▶ **Activity**: From the biobased products news report below, reproduce word for word the passage that opens with "DOE STEAB Virtual" and closes with "phone at 202-586-9410.".

═══ Document passage

Biobased Products News and Policy Report
April 17, 2020
FDA Requests Comments On Product User Fee Programs
On April 6, 2020, the U.S. Food and Drug Administration (FDA) published a report that provides options and recommendations for a new methodology to evaluate changes in resource capacity needs of human drug and biosimilar biologic review programs. Titled “Independent Evaluation of the PDUFA and BsUFA Resource Capacity Planning Adjustment Methodology: Evaluation and Recommendations,” the analysis of the methodology was reviewed by an outside consultant, contracted by FDA. The report summarizes the evaluation of FDA’s proposed capacity planning adjustment methodology to calculate the annual fees for human drugs and biosimilar biologics under the FDA Reauthorization Act of 2017. According to the report’s executive summary, “[t]he report examines the options and recommendations for the proposed capacity adjustment methodology to accurately assess changes in the resource and capacity needs for prescription drug and biologic biosimilar fee direct review work.” Relevant to those interested in developing, and streamlining such products, as part of the Prescription Drug User Fee Amendments of 2017 (PDUFA VI) and Biosimilar User Fee Amendments of 2017 (BsUFA II) commitments, FDA is developing this methodology to improve its user fee resources. Comments will be accepted until May 6, 2020.
DOE STEAB Virtual Meeting Announced
On May 6, 2020, the U.S. Department of Energy’s (DOE) Office of Energy Efficiency and Renewable Energy (EERE) will host a virtual meeting of the State Energy Advisory Board (STEAB). The virtual meeting will take place from 12:00 p.m. to 4:00 p.m. (EDT). Interested parties must contact the Board’s Designated Federal Officer, Jay Nathwani, via e-mail or phone at 202-586-9410.
EPA Publishes Updated Data On TSCA CBI Reviews
On April 10, 2020, the U.S. Environmental Protection Agency (EPA) published a quarterly update of the Toxic Substances Control Act (TSCA) confidential business information (CBI) review statistics. The data summarize the number of CBI cases under review and results of completed reviews through March 1, 2020. In addition, a spreadsheet showing the details of completed TSCA CBI determinations through March 1, 2020, is available. EPA states that making this information publicly available “continues to demonstrate the agency’s commitment to transparency while fulfilling its responsibilities under the Lautenberg Act amendments to TSCA.” According to EPA, it has established “numerous new processes, systems, and procedures to enable submitters to provide the information required when making confidentiality claims and to facilitate EPA’s review, and where applicable, determinations on these claims.” The updated statistics show EPA’s progress toward meeting these requirements.

══════
═══ The data

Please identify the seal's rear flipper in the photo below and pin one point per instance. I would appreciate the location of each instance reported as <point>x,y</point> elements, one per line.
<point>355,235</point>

══════

▶ **Solution for this exercise**:
DOE STEAB Virtual Meeting Announced
On May 6, 2020, the U.S. Department of Energy’s (DOE) Office of Energy Efficiency and Renewable Energy (EERE) will host a virtual meeting of the State Energy Advisory Board (STEAB). The virtual meeting will take place from 12:00 p.m. to 4:00 p.m. (EDT). Interested parties must contact the Board’s Designated Federal Officer, Jay Nathwani, via e-mail or phone at 202-586-9410.